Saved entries
******************************

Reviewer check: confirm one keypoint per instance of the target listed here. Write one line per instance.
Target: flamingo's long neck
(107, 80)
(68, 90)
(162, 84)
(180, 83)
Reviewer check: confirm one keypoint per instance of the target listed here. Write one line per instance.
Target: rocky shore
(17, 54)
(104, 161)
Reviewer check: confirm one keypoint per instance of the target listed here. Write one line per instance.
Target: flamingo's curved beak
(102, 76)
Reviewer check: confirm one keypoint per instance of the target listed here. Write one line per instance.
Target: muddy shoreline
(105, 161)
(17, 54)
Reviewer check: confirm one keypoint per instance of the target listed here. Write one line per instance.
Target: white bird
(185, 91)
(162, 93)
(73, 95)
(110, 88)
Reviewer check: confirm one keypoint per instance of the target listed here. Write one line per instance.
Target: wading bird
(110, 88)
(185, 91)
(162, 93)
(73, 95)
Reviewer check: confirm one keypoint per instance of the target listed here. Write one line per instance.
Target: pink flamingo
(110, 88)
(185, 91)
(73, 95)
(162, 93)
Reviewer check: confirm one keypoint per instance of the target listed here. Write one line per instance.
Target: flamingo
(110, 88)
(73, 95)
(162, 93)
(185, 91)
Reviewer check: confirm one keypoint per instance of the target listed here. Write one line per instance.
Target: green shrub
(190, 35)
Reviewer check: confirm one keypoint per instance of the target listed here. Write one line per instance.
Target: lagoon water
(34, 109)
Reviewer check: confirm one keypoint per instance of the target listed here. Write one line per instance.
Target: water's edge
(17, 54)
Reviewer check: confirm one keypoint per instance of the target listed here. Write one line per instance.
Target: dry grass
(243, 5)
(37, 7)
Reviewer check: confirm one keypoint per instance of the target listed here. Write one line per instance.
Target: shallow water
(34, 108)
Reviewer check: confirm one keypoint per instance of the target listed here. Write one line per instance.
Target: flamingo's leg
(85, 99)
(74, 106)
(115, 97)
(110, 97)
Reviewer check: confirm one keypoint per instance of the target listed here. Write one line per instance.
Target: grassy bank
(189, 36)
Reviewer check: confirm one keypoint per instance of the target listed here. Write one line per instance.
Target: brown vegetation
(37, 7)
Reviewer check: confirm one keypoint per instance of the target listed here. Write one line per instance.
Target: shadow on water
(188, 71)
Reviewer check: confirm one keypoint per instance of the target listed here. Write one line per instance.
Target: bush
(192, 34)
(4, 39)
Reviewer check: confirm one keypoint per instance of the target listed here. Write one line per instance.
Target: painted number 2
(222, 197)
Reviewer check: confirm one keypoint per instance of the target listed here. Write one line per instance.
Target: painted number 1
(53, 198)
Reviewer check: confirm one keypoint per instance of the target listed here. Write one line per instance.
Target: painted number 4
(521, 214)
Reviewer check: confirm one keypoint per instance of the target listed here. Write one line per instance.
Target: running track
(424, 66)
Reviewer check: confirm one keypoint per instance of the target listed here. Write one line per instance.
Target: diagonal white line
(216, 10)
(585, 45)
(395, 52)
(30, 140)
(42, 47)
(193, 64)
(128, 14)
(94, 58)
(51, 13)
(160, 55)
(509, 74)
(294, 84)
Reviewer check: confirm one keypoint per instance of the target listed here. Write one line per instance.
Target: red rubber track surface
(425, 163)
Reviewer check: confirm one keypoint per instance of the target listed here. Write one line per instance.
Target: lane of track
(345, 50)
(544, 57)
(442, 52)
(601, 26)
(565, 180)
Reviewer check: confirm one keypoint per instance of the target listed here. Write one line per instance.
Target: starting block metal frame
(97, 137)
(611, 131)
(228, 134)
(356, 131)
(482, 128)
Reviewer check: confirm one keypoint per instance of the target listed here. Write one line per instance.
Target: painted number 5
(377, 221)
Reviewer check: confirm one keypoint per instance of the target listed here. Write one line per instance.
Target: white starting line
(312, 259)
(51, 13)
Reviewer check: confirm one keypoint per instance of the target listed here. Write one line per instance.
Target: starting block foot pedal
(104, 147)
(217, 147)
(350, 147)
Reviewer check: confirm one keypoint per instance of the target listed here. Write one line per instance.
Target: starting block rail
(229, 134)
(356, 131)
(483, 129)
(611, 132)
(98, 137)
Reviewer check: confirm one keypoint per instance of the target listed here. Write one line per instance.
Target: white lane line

******************************

◆ **DIRECTION**
Make an exact copy of every entry.

◆ **COMPLETE OUTPUT**
Reviewer check: confirm one keypoint per instance of the target listed here. Write one line per instance.
Target: flamingo's long neck
(107, 80)
(68, 90)
(162, 84)
(180, 83)
Reviewer check: confirm one keypoint per instance of the target listed here. Write one line per instance.
Target: rocky shore
(17, 54)
(104, 161)
Reviewer check: confirm one keypoint per instance of the target listed here. Write one line per instance.
Target: flamingo's curved beak
(102, 76)
Reviewer check: confirm one keypoint per instance of the target listed here. Write one line per instance.
Target: muddy shoreline
(105, 161)
(17, 54)
Reviewer check: confirm one keypoint per instance of the target listed here. Write one line per instance.
Target: white bird
(185, 91)
(162, 93)
(73, 95)
(110, 88)
Reviewer check: confirm one keypoint per instance of the target listed here. Write one line per instance.
Target: wading bird
(110, 88)
(185, 91)
(162, 93)
(73, 95)
Reviewer check: confirm one keypoint per instance of the target listed here. Write one line per instance.
Target: pink flamingo
(110, 88)
(185, 91)
(73, 95)
(162, 93)
Reviewer check: confirm one keypoint per instance of the target listed here. Write one line per instance.
Target: flamingo
(110, 88)
(73, 95)
(162, 93)
(185, 91)
Reviewer check: confirm one keypoint per instance of the target listed here. Write one line per instance.
Target: green shrub
(190, 35)
Reviewer check: confirm one keypoint per instance of the target listed here. Write one line per instance.
Target: lagoon water
(34, 109)
Reviewer check: confirm one keypoint per instance of the target listed here. Write one line per instance.
Target: water's edge
(17, 54)
Reviewer check: confirm one keypoint per instance of the target listed here. Write one line per instance.
Target: dry grass
(243, 5)
(37, 7)
Reviewer check: confirm one keypoint per instance of the target listed here. Write one line per instance.
Target: shallow water
(34, 108)
Reviewer check: confirm one keypoint per instance of the target listed here. Write one line per instance.
Target: flamingo's leg
(85, 99)
(74, 106)
(115, 97)
(110, 97)
Reviewer check: confirm one keypoint per instance of the target listed here. Write one line per instance.
Target: grassy bank
(189, 36)
Reviewer check: confirm one keypoint per instance of the target listed here. Write one line per instance.
Target: brown vegetation
(37, 7)
Reviewer check: confirm one keypoint per instance of the target listed here. Write one line per instance.
Target: shadow on water
(188, 71)
Reviewer check: confirm one keypoint per instance of the target listed here. Write one line per instance.
Target: bush
(192, 34)
(4, 39)
Reviewer check: confirm one keypoint per instance of the target listed here. Write one line per instance.
Target: painted number 2
(222, 197)
Reviewer check: confirm one keypoint per instance of the target listed here. Write one line per instance.
Target: painted number 1
(53, 198)
Reviewer check: confirm one keypoint per instance of the target listed here. Write one line per instance.
Target: painted number 4
(521, 214)
Reviewer check: confirm one keypoint per instance of the target listed here. Write one line per instance.
Target: running track
(424, 66)
Reviewer check: confirm one keypoint per instance of the target listed here. Write one line per instance.
Target: diagonal white line
(216, 10)
(585, 45)
(395, 52)
(30, 140)
(42, 47)
(193, 64)
(128, 14)
(94, 58)
(51, 13)
(160, 55)
(509, 74)
(294, 84)
Reviewer check: confirm one keypoint per instance of the target listed here. Write one line per instance.
Target: red rubber track surface
(425, 163)
Reviewer check: confirm one keypoint per instance of the target listed here. Write one line per instance.
Target: lane of track
(345, 50)
(544, 57)
(442, 52)
(601, 26)
(565, 180)
Reviewer check: confirm one keypoint per instance of the target listed here. Write one line per instance.
Target: starting block metal frame
(97, 137)
(611, 131)
(228, 134)
(356, 131)
(482, 128)
Reviewer check: confirm one keypoint per instance of the target listed here. Write one line per instance.
Target: painted number 5
(377, 221)
Reviewer check: confirm one keypoint per instance of the target listed here. Write one line per instance.
Target: white starting line
(312, 259)
(51, 13)
Reviewer check: confirm one keypoint per instance of the target listed here. Write one line per instance.
Target: starting block foot pedal
(104, 147)
(217, 147)
(350, 147)
Reviewer check: confirm one keypoint per instance of the target listed here. Write one line per instance.
Target: starting block rail
(229, 134)
(356, 131)
(483, 129)
(611, 132)
(98, 137)
Reviewer check: confirm one keypoint per instance of the target listed here. Write one line per instance.
Target: white lane line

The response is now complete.